▶ [Exercise] Rewrite the entries below, changing "window" to "windowpane" and leaving everything else as it is.

[Start Input records]

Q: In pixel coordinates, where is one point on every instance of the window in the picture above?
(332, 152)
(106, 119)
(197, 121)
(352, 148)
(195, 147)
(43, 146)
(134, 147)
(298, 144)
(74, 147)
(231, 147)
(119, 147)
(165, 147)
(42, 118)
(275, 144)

[End Input records]

▶ [Answer below]
Q: In pixel coordinates, where is one point on every instance of the windowpane in the picture above?
(332, 152)
(106, 119)
(197, 121)
(352, 148)
(195, 147)
(43, 146)
(134, 147)
(298, 144)
(74, 147)
(231, 147)
(119, 147)
(165, 147)
(42, 118)
(275, 144)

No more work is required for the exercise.